#### GIVEN EXERCISE
Reproduce the lines of the material word for word, starting at the line that contains "Would you mind tagging the wooden desk" and ending with the final line of the material. Leave the pictures out.
--- begin MATERIAL SHOWN ---
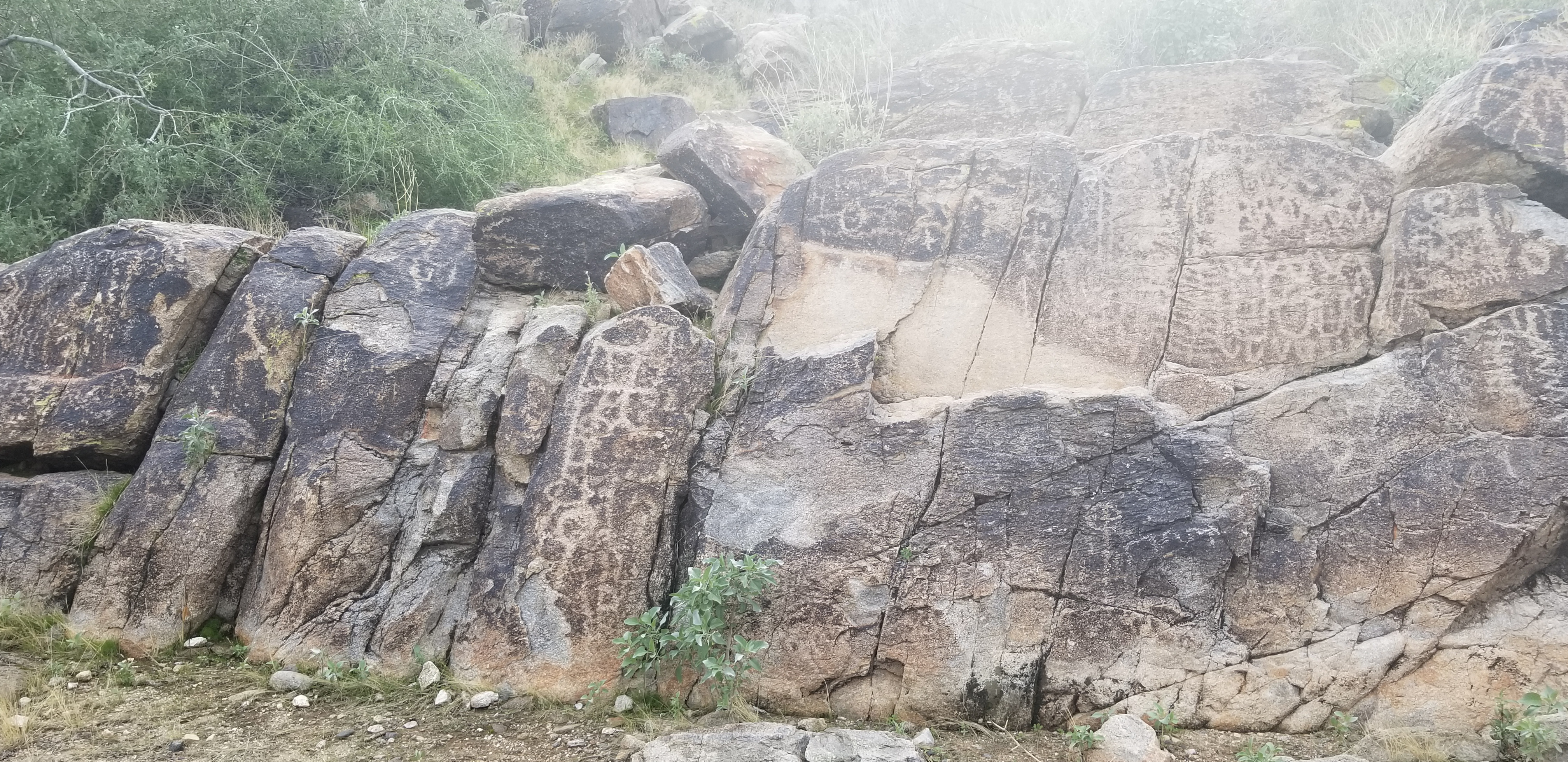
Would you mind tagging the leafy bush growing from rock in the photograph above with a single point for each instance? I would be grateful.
(694, 636)
(1518, 730)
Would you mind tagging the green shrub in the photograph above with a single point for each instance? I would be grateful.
(270, 103)
(1517, 727)
(694, 637)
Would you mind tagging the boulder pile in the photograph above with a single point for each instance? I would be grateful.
(1062, 399)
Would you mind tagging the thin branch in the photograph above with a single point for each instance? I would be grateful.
(87, 77)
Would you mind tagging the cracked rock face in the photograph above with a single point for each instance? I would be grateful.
(165, 554)
(987, 88)
(1498, 123)
(44, 523)
(559, 237)
(590, 540)
(91, 333)
(1250, 94)
(333, 505)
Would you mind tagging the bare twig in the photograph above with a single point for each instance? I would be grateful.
(87, 77)
(1020, 747)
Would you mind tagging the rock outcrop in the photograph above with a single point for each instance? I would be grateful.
(736, 165)
(559, 237)
(175, 549)
(590, 542)
(46, 528)
(1244, 422)
(656, 275)
(1498, 123)
(93, 330)
(1252, 94)
(984, 90)
(333, 509)
(642, 121)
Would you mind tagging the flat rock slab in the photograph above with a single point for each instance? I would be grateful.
(642, 120)
(590, 542)
(168, 549)
(357, 407)
(1498, 123)
(1250, 94)
(656, 275)
(990, 88)
(93, 330)
(560, 237)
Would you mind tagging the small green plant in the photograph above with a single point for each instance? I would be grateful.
(695, 633)
(1517, 727)
(200, 440)
(308, 317)
(1081, 739)
(1343, 724)
(1253, 752)
(1162, 719)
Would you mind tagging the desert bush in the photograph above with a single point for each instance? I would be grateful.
(240, 107)
(695, 637)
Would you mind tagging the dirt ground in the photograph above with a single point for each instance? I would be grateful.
(220, 709)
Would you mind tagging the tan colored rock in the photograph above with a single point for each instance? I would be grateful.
(1126, 739)
(545, 352)
(1498, 123)
(43, 524)
(176, 546)
(654, 275)
(336, 505)
(934, 245)
(91, 333)
(987, 88)
(1252, 266)
(560, 236)
(590, 543)
(1250, 94)
(1459, 252)
(736, 165)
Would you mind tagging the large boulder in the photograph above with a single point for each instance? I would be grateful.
(703, 35)
(938, 247)
(1250, 262)
(590, 542)
(560, 237)
(656, 275)
(1126, 739)
(1250, 94)
(736, 165)
(46, 526)
(1498, 123)
(1459, 252)
(642, 120)
(167, 556)
(545, 352)
(612, 24)
(331, 513)
(93, 330)
(987, 88)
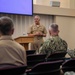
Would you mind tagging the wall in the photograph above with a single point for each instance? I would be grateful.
(67, 29)
(63, 3)
(62, 16)
(23, 22)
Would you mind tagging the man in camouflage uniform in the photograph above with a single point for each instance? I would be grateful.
(71, 53)
(37, 31)
(54, 43)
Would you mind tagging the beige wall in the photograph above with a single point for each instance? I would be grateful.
(67, 29)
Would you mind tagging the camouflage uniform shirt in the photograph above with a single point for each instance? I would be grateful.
(52, 45)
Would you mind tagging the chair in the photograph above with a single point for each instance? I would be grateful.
(56, 56)
(34, 59)
(68, 65)
(46, 68)
(28, 52)
(16, 70)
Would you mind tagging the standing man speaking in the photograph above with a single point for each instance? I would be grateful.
(38, 31)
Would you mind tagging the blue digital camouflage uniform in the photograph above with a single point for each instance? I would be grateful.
(52, 45)
(71, 53)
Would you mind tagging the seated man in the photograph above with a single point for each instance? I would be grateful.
(71, 53)
(11, 52)
(54, 43)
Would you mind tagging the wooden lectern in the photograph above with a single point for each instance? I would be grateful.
(24, 40)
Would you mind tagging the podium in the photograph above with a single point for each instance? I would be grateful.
(24, 41)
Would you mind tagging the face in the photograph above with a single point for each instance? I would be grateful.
(36, 20)
(52, 33)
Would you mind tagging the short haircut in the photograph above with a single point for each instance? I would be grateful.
(54, 27)
(6, 24)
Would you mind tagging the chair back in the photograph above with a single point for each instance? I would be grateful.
(56, 56)
(68, 65)
(28, 52)
(35, 59)
(16, 70)
(46, 68)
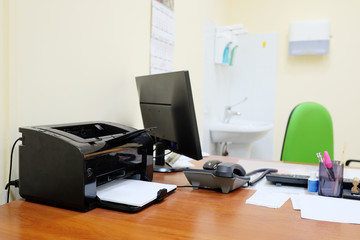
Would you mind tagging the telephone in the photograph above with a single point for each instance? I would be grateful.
(227, 177)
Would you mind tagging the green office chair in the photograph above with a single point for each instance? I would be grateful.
(309, 131)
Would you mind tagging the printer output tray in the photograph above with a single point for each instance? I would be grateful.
(129, 195)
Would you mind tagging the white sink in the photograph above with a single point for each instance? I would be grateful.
(239, 132)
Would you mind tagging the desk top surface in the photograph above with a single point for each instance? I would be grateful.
(186, 214)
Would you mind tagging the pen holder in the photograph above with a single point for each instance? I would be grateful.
(331, 180)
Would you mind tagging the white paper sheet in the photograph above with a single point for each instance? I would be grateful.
(131, 192)
(268, 199)
(330, 209)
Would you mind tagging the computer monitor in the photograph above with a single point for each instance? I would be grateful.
(166, 104)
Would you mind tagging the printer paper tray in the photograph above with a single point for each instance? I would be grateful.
(131, 195)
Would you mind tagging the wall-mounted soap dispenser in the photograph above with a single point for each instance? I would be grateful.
(226, 43)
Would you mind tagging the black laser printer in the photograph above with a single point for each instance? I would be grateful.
(62, 165)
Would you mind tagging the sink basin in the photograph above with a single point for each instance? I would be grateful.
(239, 132)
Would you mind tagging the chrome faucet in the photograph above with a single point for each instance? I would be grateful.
(229, 113)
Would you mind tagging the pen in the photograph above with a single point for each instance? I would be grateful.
(328, 162)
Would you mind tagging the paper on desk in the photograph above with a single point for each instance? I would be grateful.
(131, 192)
(330, 209)
(268, 199)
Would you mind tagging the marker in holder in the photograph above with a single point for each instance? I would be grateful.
(331, 179)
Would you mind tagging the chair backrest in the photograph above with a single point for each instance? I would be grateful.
(309, 130)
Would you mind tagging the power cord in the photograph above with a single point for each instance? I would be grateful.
(15, 182)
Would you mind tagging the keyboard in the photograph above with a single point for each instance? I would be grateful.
(298, 180)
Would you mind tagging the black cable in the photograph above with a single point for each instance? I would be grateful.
(11, 157)
(265, 172)
(162, 155)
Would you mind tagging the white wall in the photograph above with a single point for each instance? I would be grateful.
(332, 80)
(252, 75)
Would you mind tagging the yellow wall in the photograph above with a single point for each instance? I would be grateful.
(332, 80)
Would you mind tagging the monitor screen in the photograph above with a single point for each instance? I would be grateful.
(166, 104)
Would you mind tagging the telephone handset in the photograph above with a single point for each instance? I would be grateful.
(227, 177)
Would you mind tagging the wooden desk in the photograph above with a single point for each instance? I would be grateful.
(186, 214)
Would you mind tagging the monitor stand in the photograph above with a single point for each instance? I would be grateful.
(160, 163)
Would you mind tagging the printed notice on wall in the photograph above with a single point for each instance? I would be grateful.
(162, 36)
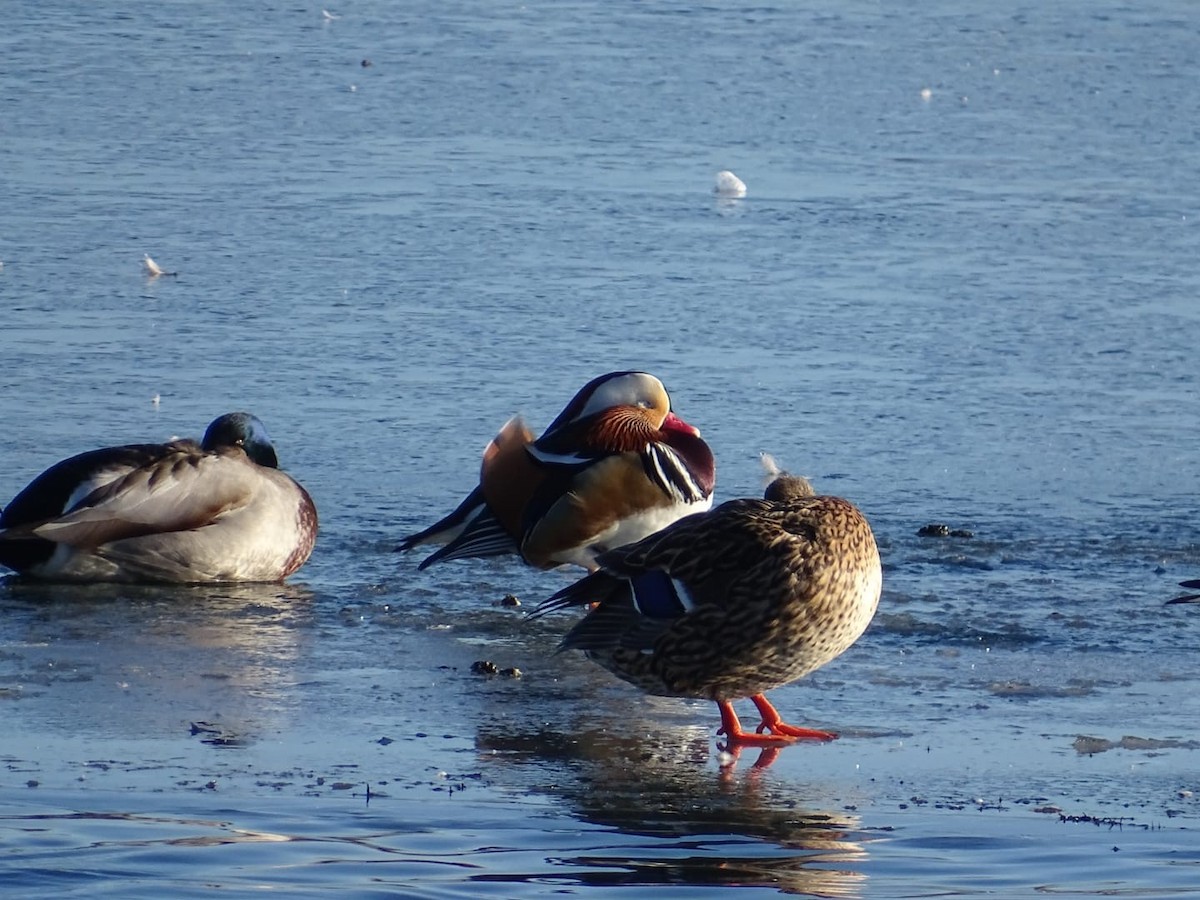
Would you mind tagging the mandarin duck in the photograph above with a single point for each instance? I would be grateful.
(180, 511)
(1188, 598)
(732, 603)
(615, 466)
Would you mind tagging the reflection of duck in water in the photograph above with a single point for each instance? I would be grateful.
(615, 466)
(732, 603)
(667, 819)
(215, 511)
(1188, 598)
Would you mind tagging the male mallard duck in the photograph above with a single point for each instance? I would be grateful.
(732, 603)
(180, 511)
(1188, 598)
(615, 466)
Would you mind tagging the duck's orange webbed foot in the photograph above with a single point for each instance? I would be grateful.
(773, 724)
(736, 737)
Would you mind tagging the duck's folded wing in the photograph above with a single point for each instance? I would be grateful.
(483, 537)
(183, 491)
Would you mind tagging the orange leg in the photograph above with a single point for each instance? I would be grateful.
(773, 724)
(735, 737)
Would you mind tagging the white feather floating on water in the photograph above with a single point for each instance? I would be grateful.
(153, 269)
(729, 185)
--- end MATERIAL SHOWN ---
#### THE REPLY
Would you mind tagging the wooden desk in the photograph above with a single point for each instance? I would be grateful.
(186, 214)
Would you mind tagging the monitor stand in the photograph above with a single point for each instance? I would be grateful.
(160, 163)
Would you mind tagging the printed notice on wall in the photograph above with a single point for each instance? I would be grateful.
(162, 36)
Would you mind tagging the mandarin duck in the photograph above with a single point for each instance? I would be grateful.
(180, 511)
(1188, 598)
(732, 603)
(615, 466)
Would you mind tagging the reflection of duck in water in the photograph above with a single point for each instance? I would be grateful.
(615, 466)
(732, 603)
(667, 819)
(215, 511)
(1188, 598)
Would you mind tagging the male mallard duck in the photograph above with a single point for each instance? I would be grateful.
(732, 603)
(180, 511)
(1188, 598)
(615, 466)
Would you mind tagging the duck's orange webbed foot in the photograph above with a single point for each instance? I would be grateful.
(773, 724)
(736, 737)
Would you mind tagging the duck's folded wing in the photograph above with a single point for each instance? I would be grateful.
(483, 537)
(183, 491)
Would you mind tagging the orange leg in the photograph above with a single point for each instance? I would be grateful.
(773, 724)
(735, 737)
Would you mind tagging the white feather floating on water in the photograph above with a single point for each instance? I would be grateful.
(153, 269)
(729, 185)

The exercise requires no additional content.